=== RECORDS PROVIDED ===

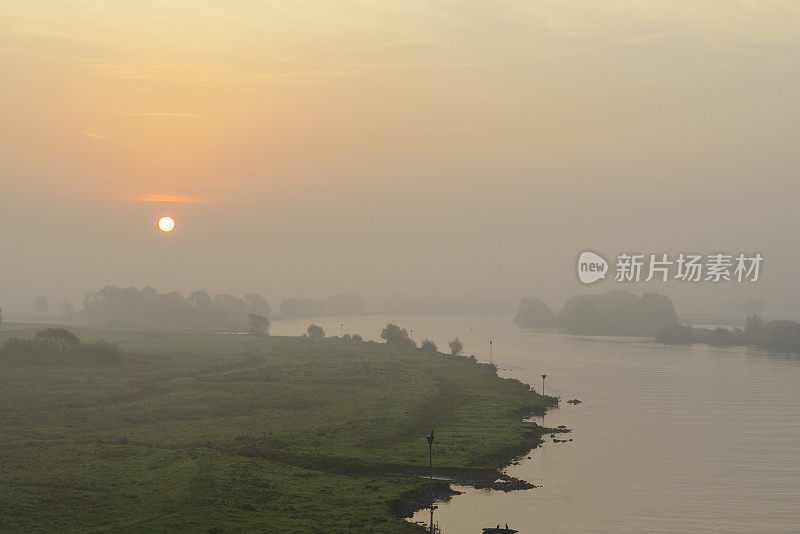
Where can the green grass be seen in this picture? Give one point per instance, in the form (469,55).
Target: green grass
(196,431)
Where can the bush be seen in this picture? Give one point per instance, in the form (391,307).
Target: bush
(394,335)
(534,313)
(315,331)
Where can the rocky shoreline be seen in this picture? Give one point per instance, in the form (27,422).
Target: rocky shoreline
(410,503)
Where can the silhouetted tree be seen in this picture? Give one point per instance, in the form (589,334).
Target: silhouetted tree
(258,323)
(429,346)
(66,308)
(753,330)
(315,331)
(60,340)
(534,313)
(41,306)
(394,335)
(617,313)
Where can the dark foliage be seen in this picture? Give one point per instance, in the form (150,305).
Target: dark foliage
(147,307)
(782,336)
(617,313)
(335,305)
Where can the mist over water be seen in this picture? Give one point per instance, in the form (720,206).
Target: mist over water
(667,439)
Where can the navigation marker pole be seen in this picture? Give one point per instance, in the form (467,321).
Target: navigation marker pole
(430,460)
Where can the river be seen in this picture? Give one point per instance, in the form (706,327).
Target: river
(666,439)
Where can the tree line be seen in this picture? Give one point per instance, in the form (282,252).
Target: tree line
(617,313)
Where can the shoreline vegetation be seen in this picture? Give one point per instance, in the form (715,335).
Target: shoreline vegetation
(130,307)
(619,313)
(197,432)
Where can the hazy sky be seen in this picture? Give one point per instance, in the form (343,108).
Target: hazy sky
(394,147)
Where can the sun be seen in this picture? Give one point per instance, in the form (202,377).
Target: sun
(166,224)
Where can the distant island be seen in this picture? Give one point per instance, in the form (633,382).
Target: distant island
(188,430)
(617,313)
(779,336)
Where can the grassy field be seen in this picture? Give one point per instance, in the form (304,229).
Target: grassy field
(198,432)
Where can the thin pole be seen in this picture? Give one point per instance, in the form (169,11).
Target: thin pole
(430,464)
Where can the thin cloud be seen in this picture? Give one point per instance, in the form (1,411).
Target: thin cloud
(180,199)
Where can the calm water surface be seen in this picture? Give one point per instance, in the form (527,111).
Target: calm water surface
(668,439)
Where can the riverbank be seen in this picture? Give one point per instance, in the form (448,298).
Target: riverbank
(197,432)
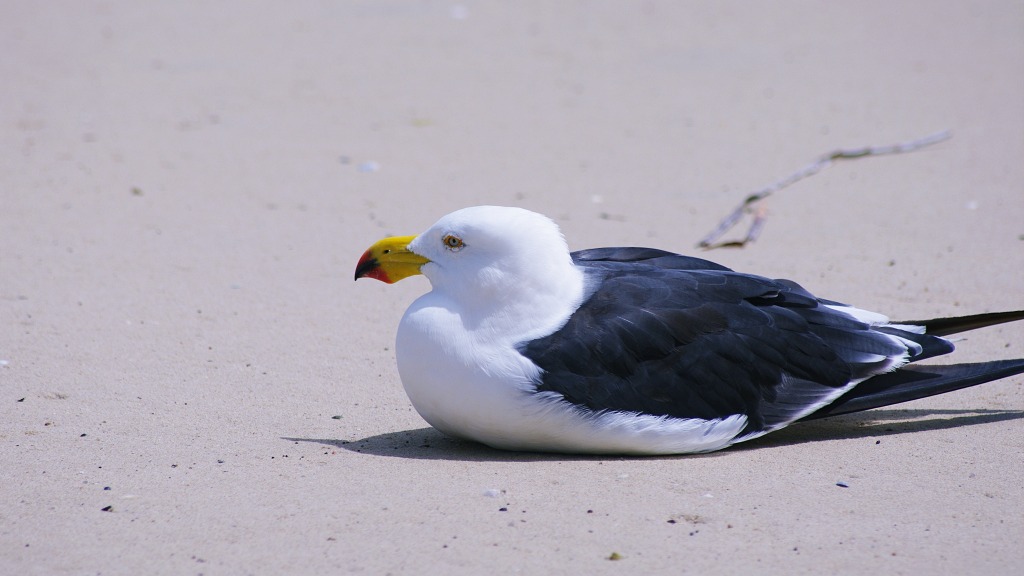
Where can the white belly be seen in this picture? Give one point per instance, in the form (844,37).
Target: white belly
(481,388)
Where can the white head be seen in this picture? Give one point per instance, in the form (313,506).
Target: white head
(484,257)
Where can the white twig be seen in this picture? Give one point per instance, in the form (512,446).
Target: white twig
(747,206)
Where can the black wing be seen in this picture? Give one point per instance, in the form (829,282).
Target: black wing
(671,335)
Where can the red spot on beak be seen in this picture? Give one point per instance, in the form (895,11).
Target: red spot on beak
(368,266)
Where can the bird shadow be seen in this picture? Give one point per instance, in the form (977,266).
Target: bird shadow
(429,444)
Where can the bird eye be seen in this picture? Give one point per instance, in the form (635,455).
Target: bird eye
(453,242)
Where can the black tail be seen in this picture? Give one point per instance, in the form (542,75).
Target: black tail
(911,382)
(946,326)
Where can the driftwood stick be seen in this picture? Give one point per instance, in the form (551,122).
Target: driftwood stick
(747,206)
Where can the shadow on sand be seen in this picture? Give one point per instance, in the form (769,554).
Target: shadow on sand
(429,444)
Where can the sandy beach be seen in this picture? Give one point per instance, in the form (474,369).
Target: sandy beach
(194,384)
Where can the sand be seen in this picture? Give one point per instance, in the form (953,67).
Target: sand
(194,384)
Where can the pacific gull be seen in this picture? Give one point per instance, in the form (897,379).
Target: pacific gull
(523,345)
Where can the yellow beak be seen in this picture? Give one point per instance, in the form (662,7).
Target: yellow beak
(389,260)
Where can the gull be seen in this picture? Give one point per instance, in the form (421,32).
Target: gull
(521,344)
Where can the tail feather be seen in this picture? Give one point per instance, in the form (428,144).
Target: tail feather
(946,326)
(912,382)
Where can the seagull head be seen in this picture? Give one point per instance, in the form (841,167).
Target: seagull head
(482,249)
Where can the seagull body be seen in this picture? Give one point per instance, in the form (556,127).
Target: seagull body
(523,345)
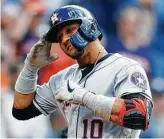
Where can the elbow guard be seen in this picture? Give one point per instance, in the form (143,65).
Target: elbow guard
(135,113)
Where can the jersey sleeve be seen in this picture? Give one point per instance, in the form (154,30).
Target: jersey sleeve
(44,99)
(132,79)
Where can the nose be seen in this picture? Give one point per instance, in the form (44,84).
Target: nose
(65,40)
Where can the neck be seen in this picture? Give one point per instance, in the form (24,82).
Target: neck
(92,53)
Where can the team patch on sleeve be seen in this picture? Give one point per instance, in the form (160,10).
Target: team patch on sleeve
(139,80)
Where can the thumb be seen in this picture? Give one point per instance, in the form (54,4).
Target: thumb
(53,58)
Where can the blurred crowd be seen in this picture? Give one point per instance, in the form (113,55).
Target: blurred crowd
(134,28)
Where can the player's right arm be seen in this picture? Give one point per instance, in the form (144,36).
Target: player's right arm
(26,84)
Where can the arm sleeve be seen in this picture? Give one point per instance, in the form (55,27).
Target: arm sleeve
(132,79)
(44,99)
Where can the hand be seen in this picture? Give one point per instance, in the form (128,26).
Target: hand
(39,54)
(70,91)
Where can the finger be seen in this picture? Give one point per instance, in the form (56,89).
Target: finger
(53,58)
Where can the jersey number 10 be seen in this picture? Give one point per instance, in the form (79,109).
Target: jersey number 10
(95,130)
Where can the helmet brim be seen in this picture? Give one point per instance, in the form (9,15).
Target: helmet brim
(51,35)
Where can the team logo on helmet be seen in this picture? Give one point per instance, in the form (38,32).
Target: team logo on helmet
(54,18)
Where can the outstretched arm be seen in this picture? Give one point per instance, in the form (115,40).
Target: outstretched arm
(26,84)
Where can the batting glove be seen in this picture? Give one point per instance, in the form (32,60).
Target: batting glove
(70,91)
(39,54)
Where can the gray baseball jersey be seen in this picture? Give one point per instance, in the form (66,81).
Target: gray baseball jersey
(114,76)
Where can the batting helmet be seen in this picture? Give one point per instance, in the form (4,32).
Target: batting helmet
(88,31)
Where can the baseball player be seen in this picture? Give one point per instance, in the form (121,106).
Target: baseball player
(102,96)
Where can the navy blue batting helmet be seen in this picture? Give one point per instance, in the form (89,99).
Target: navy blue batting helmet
(88,31)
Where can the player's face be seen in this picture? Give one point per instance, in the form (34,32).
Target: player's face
(64,35)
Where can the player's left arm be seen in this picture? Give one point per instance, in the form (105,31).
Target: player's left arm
(132,111)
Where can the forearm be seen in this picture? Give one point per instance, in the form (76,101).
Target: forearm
(25,86)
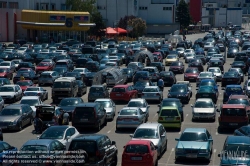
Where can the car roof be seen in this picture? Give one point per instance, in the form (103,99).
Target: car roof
(237,140)
(45,142)
(201,130)
(89,137)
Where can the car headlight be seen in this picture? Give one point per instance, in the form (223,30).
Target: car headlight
(203,150)
(178,150)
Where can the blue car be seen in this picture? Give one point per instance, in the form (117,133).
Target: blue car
(194,143)
(5,150)
(232,90)
(232,152)
(209,82)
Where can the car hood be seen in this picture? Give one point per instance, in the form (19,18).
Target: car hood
(8,118)
(192,145)
(203,110)
(155,141)
(7,93)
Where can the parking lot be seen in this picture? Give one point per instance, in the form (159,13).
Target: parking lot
(19,138)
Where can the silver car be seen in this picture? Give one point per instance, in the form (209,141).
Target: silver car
(109,106)
(154,132)
(205,75)
(152,93)
(48,77)
(141,103)
(204,108)
(130,118)
(217,72)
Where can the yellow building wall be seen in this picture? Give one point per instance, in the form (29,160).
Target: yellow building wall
(37,16)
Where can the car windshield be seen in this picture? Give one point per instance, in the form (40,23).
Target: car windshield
(23,83)
(6,89)
(238,101)
(30,102)
(136,104)
(61,85)
(10,112)
(193,136)
(129,112)
(203,104)
(105,104)
(32,89)
(68,102)
(150,90)
(53,134)
(234,89)
(177,89)
(234,112)
(146,133)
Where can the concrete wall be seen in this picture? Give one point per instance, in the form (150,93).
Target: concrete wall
(9,35)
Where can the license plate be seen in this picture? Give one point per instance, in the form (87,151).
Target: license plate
(191,155)
(169,118)
(136,158)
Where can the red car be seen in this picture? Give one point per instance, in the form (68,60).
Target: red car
(123,93)
(44,66)
(191,74)
(6,73)
(25,84)
(139,153)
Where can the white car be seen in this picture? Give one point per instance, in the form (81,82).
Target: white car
(204,108)
(217,72)
(32,101)
(64,134)
(11,93)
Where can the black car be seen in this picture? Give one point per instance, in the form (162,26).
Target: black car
(76,75)
(216,63)
(230,78)
(181,92)
(92,66)
(26,65)
(100,149)
(207,92)
(140,85)
(240,64)
(159,66)
(27,75)
(69,104)
(141,76)
(168,77)
(170,102)
(82,88)
(61,70)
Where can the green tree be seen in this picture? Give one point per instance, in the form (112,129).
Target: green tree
(182,14)
(96,17)
(139,27)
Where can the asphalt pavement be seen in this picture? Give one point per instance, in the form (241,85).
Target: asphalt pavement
(17,139)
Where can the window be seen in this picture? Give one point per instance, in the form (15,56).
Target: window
(3,4)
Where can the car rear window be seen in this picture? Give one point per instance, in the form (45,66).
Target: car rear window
(136,149)
(88,146)
(169,113)
(234,112)
(84,112)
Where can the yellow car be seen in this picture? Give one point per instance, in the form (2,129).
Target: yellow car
(169,117)
(171,58)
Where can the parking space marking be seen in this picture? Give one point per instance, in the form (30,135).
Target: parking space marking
(170,155)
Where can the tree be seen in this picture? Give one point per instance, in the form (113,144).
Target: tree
(139,26)
(182,14)
(96,17)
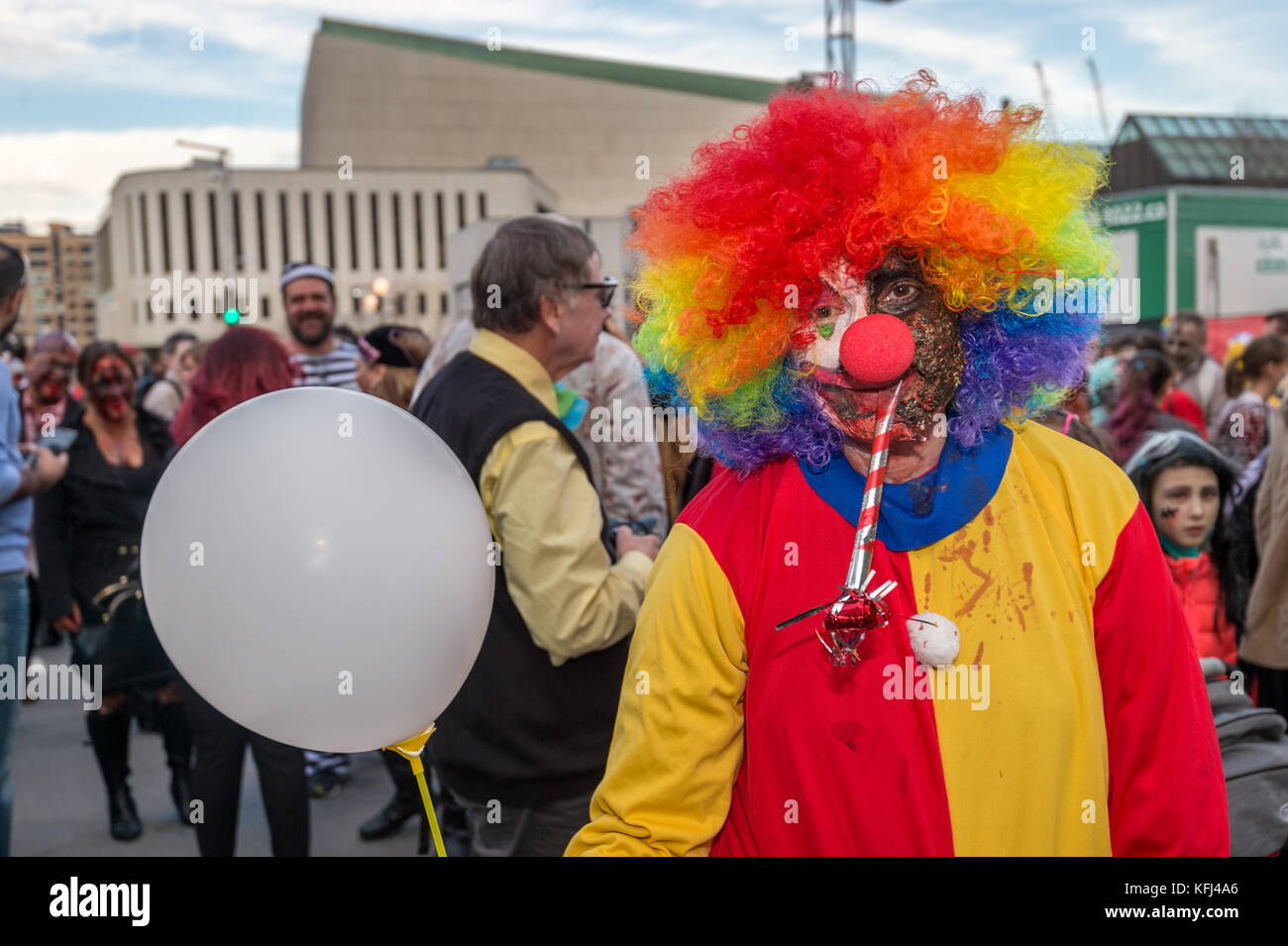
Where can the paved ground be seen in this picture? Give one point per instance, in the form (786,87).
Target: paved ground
(60,804)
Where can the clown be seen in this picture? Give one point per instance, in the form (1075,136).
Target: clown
(842,258)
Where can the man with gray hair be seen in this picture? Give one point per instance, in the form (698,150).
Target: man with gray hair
(526,740)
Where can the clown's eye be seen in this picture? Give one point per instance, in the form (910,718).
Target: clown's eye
(902,292)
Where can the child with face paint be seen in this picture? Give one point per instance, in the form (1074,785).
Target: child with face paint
(1184,484)
(86,533)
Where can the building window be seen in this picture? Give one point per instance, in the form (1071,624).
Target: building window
(187,229)
(353,231)
(419,213)
(165,229)
(284,220)
(259,231)
(143,232)
(397,222)
(237,245)
(213,207)
(375,231)
(308,226)
(330,231)
(441,229)
(129,240)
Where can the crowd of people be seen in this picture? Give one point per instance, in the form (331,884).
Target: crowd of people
(86,435)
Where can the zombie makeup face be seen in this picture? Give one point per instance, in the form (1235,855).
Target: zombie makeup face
(1184,503)
(896,287)
(51,372)
(110,387)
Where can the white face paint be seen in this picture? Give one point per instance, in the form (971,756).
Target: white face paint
(844,301)
(898,288)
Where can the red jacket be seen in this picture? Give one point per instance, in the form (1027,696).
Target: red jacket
(1201,600)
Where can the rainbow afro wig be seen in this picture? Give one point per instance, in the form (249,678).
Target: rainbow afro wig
(734,249)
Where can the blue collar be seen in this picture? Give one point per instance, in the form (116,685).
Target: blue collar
(922,511)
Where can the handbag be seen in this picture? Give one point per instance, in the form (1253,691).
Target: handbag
(124,643)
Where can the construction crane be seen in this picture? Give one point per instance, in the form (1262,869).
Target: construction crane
(1100,97)
(838,16)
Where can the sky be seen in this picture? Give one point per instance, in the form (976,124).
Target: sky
(90,89)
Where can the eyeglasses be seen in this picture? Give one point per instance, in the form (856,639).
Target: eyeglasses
(605,288)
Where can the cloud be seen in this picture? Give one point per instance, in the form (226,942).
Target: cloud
(68,175)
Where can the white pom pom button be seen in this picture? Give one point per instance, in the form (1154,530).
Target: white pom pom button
(935,640)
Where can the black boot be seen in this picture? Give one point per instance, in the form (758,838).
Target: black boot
(176,738)
(404,803)
(110,735)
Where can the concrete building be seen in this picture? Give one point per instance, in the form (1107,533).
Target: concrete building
(167,227)
(404,141)
(60,283)
(597,133)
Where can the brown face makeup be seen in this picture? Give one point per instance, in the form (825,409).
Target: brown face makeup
(897,287)
(110,387)
(51,373)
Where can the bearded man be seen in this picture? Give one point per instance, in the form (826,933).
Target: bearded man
(825,233)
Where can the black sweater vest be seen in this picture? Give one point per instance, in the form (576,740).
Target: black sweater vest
(520,730)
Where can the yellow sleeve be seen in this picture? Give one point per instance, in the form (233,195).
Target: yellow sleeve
(545,515)
(678,742)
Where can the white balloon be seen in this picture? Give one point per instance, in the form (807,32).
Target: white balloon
(316,563)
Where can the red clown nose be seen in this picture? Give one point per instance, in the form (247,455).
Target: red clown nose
(877,349)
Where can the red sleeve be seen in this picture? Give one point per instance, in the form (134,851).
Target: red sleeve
(1166,784)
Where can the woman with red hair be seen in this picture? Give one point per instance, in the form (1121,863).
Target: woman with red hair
(243,365)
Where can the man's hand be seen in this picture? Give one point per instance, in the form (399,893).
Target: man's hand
(50,468)
(630,542)
(68,623)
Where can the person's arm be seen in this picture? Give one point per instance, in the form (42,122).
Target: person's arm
(678,739)
(545,515)
(18,480)
(1166,783)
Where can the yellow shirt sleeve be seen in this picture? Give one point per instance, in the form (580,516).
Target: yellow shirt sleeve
(545,515)
(678,740)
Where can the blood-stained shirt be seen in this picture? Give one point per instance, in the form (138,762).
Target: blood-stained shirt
(1074,719)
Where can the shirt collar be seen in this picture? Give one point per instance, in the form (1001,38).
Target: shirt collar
(518,365)
(922,511)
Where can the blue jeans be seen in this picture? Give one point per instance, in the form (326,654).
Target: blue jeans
(13,646)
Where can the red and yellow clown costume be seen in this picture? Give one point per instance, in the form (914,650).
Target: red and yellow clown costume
(1073,721)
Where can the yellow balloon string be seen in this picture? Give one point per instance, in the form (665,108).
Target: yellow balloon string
(411,749)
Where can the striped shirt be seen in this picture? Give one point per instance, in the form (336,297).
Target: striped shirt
(338,368)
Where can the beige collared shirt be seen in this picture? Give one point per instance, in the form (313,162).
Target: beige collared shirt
(544,512)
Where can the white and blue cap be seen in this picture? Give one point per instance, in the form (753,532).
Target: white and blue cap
(299,270)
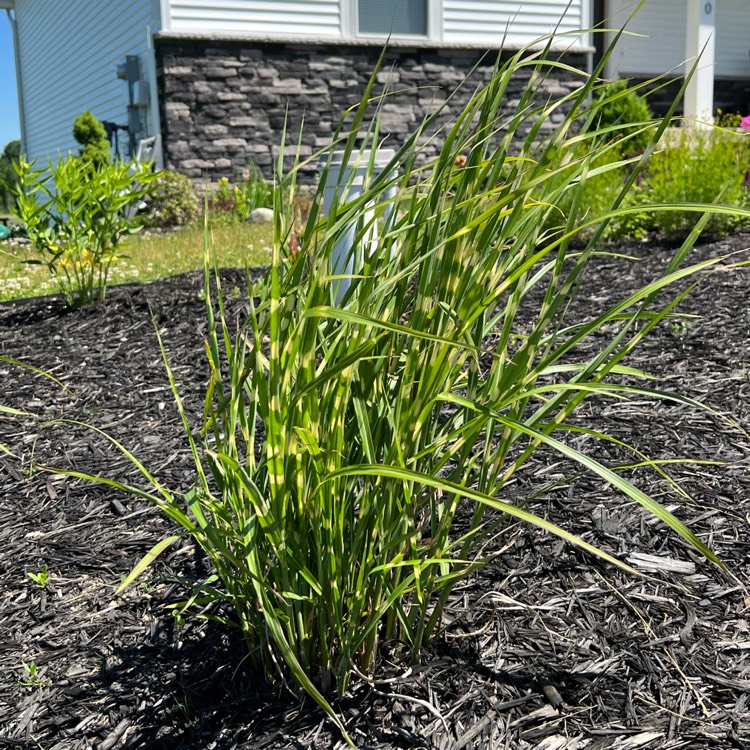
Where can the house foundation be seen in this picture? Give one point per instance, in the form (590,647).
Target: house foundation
(225,104)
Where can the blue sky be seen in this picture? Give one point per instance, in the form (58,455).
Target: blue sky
(9,126)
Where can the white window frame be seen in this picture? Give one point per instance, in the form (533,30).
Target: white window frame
(350,23)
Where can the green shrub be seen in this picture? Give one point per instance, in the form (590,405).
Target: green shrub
(623,115)
(340,440)
(92,136)
(697,166)
(236,202)
(170,202)
(77,217)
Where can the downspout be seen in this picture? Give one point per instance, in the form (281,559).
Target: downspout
(19,77)
(155,124)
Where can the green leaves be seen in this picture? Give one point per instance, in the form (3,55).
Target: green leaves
(340,443)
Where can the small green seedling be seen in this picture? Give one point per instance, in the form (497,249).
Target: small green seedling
(32,677)
(41,578)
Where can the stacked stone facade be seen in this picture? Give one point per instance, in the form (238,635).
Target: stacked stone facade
(225,104)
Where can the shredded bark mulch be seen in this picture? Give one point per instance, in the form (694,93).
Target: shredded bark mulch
(545,648)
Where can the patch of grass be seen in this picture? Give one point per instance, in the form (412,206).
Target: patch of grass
(148,257)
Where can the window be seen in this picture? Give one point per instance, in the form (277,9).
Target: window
(398,17)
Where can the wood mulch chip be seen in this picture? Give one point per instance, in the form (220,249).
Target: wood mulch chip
(545,648)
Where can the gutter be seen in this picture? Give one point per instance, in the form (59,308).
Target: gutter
(10,10)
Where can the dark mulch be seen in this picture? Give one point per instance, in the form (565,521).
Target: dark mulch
(547,648)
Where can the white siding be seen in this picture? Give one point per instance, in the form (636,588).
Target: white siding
(663,48)
(69,52)
(733,38)
(258,17)
(516,23)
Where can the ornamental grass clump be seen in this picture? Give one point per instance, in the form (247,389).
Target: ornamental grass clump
(340,443)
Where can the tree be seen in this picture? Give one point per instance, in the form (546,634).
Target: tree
(8,177)
(91,134)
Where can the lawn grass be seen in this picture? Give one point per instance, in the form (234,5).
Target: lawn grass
(149,257)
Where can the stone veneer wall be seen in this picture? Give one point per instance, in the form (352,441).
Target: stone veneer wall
(224,103)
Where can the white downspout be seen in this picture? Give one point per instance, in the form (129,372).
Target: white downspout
(153,97)
(19,76)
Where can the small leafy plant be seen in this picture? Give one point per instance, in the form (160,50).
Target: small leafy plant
(32,676)
(41,578)
(235,202)
(704,166)
(77,215)
(170,201)
(623,115)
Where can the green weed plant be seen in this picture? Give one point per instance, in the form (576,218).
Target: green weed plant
(77,215)
(339,442)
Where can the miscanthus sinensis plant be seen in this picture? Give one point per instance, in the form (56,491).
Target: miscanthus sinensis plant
(340,441)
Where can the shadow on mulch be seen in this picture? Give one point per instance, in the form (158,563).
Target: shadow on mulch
(543,649)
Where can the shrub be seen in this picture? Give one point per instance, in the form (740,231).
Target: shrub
(622,115)
(236,202)
(92,136)
(341,440)
(170,202)
(77,217)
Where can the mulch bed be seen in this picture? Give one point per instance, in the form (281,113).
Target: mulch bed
(546,648)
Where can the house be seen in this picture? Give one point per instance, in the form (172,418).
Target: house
(218,79)
(666,33)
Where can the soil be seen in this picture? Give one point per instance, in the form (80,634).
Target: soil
(544,648)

===

**WORK TO BE COMPLETED:** Find the line containing "Where can the dark mulch", then output it and every line after it to the end of the data, exactly.

**COMPLETED TASK:**
Where can the dark mulch be seen in this picture? Give one point per instance, in the form (565,521).
Target: dark mulch
(547,648)
Where can the white siding be seen in this picture? Give one point per instance, in the form (636,588).
Target: white siding
(663,48)
(69,52)
(733,38)
(258,17)
(516,23)
Where can the ornamental grass clump be seen in this picture? Give one point per instance, in the form (247,389).
Target: ornamental grass clump
(340,443)
Where can the tree be seen in this picture? Give one point per instance, in the form (546,634).
Target: tree
(8,177)
(91,134)
Where can the lawn grass be seen in this picture? Give one point per instance, in the form (234,5).
Target: lawn grass
(149,257)
Where can the stone veneer wall be seen in this picture? Give one point per instance, in the form (352,441).
Target: stone veneer wall
(224,103)
Where can the white downspout be seen in this picture? Give one point per instance, in the form (129,372).
Target: white downspout
(153,97)
(19,76)
Where can the small leafy plant be seen in this picture? Give one point per instance, in the form (160,50).
Target: small leafy plant
(32,676)
(41,578)
(235,202)
(704,166)
(77,215)
(170,201)
(623,115)
Where can the green weed plant be seen in this picture? Give one point per instance, in the form (576,218).
Target: green weed plant
(77,215)
(339,442)
Where can the miscanthus sinensis plant be seen in this picture? Give one point per instance, in the form (56,491).
Target: miscanthus sinensis plant
(340,441)
Where can the shadow on mulch be seen in this picture? Give one point per instance, in the form (158,563).
Target: shadow on mulch
(543,649)
Where can the shrub be seen in this picture? Give one point per instance, in the form (740,231).
Target: shrub
(622,115)
(236,202)
(92,136)
(341,440)
(170,202)
(77,217)
Where can the mulch bed be seen in this picture? Give one point per instance, in the form (281,113).
Target: mulch bed
(546,648)
Where can the house be seen in this picture? Give one point per instance, in the form (172,418).
Target: house
(218,79)
(666,33)
Where can the soil be seen in this picture? Give one point per instance, in the form (80,634).
Target: soil
(544,648)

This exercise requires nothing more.